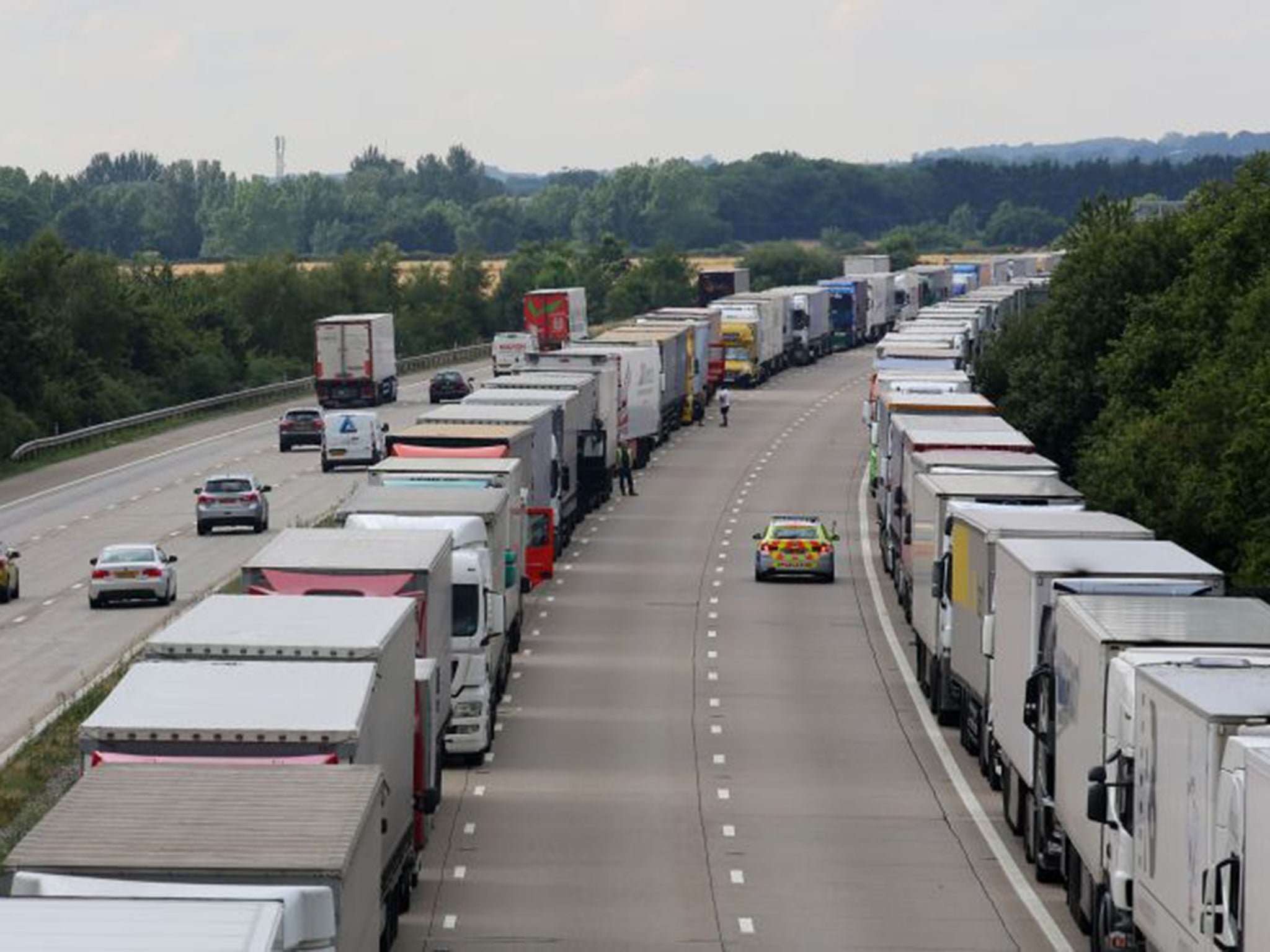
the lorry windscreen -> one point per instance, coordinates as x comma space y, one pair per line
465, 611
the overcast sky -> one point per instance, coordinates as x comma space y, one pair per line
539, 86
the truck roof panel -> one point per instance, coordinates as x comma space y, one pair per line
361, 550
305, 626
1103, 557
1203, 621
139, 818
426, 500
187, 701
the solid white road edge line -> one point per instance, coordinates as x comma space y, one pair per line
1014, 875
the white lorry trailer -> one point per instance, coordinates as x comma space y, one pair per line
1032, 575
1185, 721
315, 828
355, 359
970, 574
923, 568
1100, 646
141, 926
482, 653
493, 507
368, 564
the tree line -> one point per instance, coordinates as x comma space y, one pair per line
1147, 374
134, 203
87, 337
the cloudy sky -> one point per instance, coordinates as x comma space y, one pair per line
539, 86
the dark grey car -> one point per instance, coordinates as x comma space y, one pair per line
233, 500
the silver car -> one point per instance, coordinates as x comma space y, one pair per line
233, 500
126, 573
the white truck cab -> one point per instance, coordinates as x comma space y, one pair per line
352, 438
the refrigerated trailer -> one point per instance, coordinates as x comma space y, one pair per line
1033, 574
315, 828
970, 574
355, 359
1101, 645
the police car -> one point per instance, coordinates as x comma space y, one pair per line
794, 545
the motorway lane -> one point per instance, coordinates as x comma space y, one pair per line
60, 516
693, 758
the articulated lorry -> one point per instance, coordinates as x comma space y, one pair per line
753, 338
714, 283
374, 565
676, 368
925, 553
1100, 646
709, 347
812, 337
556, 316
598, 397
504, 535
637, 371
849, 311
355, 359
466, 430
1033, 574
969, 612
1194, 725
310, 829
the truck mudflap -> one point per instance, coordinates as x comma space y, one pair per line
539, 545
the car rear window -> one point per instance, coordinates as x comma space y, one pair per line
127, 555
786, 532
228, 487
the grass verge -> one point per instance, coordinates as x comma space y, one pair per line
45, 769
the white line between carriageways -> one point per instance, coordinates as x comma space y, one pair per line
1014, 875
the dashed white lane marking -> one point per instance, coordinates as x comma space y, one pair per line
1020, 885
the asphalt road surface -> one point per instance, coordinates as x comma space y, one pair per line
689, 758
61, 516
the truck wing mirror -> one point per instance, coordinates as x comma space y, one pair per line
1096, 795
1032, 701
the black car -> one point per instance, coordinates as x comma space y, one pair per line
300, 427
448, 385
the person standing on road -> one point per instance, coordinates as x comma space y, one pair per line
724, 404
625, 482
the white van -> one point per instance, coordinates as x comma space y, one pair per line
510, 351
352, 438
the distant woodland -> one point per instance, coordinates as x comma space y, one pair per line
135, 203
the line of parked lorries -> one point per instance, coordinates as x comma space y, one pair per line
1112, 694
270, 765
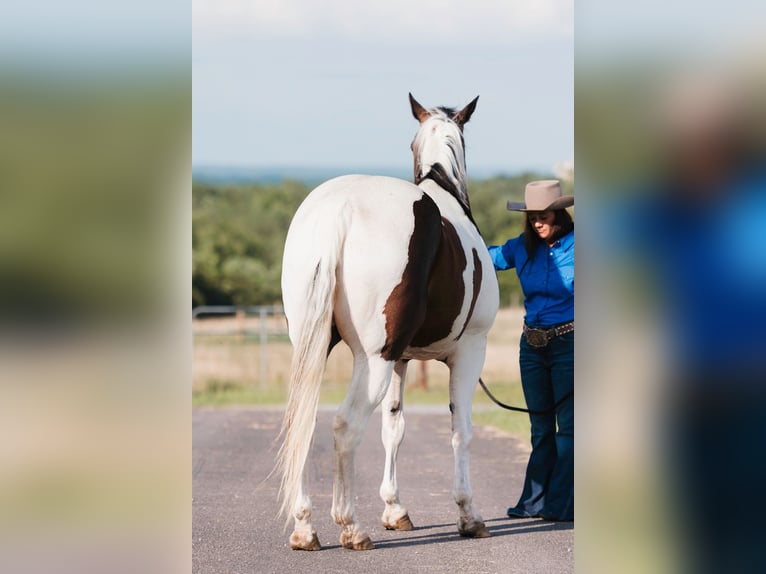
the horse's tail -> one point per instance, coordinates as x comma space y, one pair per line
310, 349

■ ■ ■ ■ ■

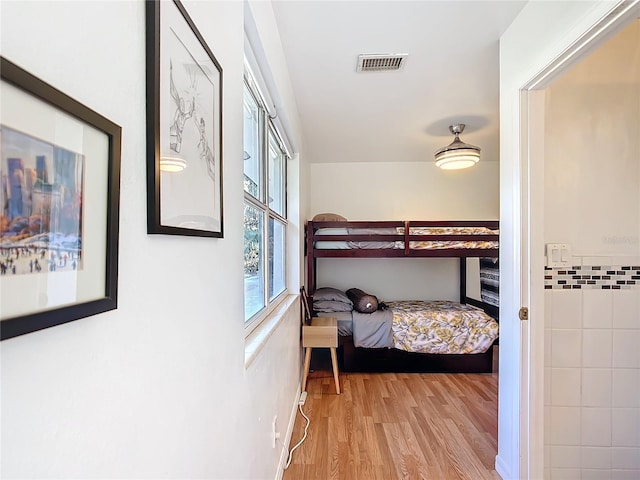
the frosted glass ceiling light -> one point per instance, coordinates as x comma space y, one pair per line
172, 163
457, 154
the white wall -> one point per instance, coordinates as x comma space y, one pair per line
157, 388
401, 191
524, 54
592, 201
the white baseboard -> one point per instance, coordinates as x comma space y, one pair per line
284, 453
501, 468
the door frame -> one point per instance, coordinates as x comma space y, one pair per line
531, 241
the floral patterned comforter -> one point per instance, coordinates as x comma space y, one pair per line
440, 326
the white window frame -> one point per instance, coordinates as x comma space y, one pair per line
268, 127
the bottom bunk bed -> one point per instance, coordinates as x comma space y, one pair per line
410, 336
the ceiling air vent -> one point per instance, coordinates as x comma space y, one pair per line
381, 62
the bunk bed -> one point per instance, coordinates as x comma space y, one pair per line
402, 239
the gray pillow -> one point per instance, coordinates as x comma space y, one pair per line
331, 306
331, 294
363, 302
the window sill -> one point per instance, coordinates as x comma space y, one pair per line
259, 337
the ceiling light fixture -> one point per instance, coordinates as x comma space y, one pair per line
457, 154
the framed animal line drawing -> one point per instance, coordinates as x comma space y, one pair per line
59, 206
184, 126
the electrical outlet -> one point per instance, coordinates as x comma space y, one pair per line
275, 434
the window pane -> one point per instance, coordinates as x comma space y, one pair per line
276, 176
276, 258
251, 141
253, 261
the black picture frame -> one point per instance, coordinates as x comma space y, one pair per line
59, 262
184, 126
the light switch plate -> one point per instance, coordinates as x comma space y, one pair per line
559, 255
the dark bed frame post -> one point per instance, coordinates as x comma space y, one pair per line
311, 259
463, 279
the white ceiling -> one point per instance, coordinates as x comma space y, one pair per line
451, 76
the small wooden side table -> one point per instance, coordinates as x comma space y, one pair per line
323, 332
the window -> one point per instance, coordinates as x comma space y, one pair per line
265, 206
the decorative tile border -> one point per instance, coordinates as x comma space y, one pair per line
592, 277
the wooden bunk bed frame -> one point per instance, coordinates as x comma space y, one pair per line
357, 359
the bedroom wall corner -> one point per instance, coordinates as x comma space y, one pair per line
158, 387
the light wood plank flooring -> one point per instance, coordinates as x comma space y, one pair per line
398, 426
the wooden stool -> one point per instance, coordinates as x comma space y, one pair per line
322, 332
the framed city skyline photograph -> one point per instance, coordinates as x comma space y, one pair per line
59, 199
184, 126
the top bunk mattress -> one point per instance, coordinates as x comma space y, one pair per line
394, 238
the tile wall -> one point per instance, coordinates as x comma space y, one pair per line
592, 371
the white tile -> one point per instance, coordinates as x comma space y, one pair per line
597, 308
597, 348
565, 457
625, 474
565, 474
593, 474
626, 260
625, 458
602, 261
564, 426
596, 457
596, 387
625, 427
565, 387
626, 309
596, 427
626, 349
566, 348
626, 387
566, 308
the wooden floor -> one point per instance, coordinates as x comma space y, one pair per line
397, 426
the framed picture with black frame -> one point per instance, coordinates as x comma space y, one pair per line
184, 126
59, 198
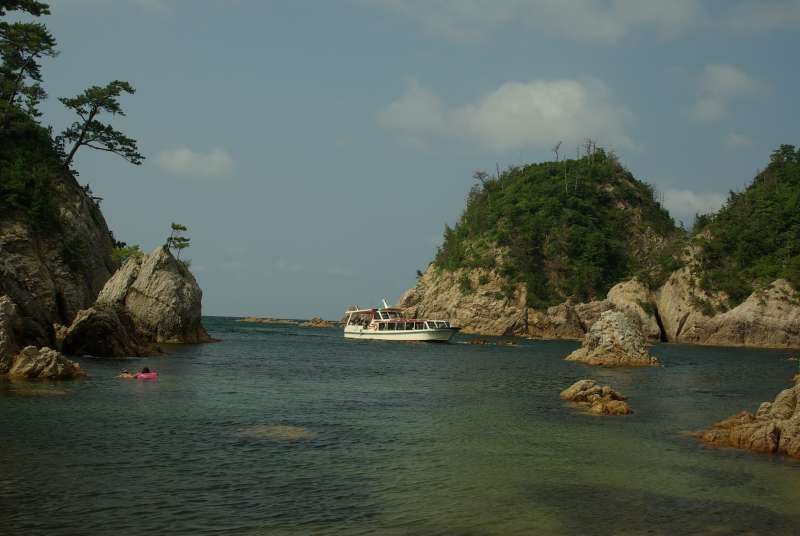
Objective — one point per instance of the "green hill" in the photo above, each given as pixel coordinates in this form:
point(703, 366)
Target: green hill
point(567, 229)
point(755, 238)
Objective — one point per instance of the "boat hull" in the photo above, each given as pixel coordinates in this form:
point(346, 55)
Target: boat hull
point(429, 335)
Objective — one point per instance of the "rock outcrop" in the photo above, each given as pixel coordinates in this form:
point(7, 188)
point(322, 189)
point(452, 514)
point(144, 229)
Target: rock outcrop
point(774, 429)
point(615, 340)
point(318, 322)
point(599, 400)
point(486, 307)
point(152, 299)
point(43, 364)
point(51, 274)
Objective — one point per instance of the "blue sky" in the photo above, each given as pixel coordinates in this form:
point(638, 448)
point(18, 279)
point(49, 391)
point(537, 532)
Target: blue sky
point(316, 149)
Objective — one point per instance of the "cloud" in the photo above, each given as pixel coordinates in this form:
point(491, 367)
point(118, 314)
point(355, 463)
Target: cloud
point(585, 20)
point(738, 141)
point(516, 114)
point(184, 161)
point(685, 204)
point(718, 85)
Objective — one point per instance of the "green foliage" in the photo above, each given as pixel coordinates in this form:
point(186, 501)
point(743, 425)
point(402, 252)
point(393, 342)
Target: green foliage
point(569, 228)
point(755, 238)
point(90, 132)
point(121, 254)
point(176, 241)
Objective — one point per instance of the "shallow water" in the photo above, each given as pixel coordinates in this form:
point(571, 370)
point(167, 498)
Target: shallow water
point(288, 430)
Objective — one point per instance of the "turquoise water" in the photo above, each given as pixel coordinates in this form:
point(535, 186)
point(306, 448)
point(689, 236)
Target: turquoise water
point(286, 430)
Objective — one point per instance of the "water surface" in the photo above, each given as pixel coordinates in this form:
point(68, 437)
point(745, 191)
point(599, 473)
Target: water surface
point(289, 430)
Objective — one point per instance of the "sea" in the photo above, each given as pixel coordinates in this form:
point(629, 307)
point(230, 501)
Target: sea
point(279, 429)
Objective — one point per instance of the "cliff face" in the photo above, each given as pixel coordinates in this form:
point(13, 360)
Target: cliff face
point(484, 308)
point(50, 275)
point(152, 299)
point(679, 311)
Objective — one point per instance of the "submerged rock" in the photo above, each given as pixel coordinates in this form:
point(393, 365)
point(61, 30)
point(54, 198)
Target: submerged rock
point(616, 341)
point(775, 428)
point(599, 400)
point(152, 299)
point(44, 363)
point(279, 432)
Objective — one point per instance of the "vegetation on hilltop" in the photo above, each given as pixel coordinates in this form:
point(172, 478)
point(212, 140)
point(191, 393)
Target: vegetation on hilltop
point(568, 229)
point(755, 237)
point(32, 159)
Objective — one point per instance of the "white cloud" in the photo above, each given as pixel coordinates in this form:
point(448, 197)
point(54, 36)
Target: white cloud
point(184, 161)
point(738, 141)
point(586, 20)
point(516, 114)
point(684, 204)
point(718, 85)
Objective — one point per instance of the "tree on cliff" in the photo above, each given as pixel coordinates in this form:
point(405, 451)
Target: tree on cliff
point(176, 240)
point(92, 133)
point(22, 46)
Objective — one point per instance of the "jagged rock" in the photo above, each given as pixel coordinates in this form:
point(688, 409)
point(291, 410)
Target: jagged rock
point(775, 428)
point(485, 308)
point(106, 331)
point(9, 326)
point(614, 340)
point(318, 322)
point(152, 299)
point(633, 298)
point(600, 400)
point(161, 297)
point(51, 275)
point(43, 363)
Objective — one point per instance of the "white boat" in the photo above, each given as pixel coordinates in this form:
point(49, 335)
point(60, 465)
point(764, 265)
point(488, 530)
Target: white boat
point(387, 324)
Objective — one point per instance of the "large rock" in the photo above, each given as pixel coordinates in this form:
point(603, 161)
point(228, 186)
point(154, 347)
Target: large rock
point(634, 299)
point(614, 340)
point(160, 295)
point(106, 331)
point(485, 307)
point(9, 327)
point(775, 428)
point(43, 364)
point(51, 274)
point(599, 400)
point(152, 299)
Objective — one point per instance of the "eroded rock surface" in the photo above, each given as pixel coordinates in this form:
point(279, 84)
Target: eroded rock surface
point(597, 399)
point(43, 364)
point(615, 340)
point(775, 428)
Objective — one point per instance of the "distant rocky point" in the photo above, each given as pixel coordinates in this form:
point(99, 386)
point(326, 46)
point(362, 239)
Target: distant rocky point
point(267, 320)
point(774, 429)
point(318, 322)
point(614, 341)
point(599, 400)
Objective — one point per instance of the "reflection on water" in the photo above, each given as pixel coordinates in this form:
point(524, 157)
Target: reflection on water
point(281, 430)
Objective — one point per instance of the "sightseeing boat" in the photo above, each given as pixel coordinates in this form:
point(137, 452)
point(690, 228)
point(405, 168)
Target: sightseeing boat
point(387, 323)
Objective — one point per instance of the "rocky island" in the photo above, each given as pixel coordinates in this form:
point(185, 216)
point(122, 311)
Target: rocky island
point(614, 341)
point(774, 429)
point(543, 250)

■ ■ ■ ■ ■

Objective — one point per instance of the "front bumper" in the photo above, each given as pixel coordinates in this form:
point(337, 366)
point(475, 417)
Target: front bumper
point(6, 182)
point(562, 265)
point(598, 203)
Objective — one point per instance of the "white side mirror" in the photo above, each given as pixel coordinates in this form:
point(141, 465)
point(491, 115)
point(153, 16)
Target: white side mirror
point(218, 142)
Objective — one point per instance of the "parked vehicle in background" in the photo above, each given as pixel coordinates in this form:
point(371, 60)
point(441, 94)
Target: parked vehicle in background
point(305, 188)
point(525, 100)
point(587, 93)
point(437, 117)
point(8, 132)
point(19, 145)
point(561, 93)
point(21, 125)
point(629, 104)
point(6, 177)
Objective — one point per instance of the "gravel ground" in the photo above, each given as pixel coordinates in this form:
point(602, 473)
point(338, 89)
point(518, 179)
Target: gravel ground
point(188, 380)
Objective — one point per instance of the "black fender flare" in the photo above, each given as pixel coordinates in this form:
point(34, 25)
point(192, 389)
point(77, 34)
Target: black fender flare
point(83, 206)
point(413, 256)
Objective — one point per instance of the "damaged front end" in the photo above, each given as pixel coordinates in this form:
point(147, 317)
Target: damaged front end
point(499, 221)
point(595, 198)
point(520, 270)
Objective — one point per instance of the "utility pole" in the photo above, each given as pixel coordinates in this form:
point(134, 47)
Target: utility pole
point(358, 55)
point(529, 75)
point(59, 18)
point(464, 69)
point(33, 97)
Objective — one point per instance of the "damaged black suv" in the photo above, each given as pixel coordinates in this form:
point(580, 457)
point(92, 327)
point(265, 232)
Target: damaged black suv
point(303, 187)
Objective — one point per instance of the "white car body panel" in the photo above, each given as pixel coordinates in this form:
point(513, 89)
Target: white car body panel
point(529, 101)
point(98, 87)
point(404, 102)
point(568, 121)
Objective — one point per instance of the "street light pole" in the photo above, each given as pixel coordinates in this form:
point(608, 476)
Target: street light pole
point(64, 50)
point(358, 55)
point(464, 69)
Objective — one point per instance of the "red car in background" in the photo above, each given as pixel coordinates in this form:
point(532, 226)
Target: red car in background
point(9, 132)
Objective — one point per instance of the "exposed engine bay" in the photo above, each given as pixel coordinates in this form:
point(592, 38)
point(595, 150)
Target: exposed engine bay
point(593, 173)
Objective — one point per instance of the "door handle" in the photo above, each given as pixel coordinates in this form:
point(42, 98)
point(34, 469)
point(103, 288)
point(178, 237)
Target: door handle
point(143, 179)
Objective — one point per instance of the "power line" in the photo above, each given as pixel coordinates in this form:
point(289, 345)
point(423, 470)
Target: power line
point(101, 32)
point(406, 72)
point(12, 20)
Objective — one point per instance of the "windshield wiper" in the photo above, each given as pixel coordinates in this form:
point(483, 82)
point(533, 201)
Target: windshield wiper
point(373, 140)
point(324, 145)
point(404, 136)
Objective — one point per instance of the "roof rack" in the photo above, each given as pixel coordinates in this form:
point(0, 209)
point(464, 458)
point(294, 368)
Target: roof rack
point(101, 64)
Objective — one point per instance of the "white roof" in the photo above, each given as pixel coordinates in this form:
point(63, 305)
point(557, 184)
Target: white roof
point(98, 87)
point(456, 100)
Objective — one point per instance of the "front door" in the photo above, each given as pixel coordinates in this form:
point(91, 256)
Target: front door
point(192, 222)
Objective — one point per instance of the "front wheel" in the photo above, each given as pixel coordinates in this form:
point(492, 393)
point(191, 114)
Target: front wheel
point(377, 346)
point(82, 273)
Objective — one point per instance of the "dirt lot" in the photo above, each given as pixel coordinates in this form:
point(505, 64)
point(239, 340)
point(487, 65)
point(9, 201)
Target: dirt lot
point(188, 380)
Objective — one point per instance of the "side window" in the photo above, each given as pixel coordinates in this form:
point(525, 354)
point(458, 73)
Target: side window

■ ■ ■ ■ ■

TASK GOAL => Copy out each line of the data above, exactly, if it lies between the line holding "Target: front wheel" and the line holding "Target: side window", inclusive; copy no other line.

ANSWER BOX =>
Target: front wheel
point(377, 346)
point(82, 273)
Objective — one point per instance of the "dirt lot" in the photo above, each given as pixel coordinates in this form:
point(505, 64)
point(239, 340)
point(487, 65)
point(9, 201)
Target: dirt lot
point(188, 380)
Objective — one point per instance of the "side window" in the photo above, each given as pixel coordinates in this form:
point(525, 354)
point(458, 73)
Target: side window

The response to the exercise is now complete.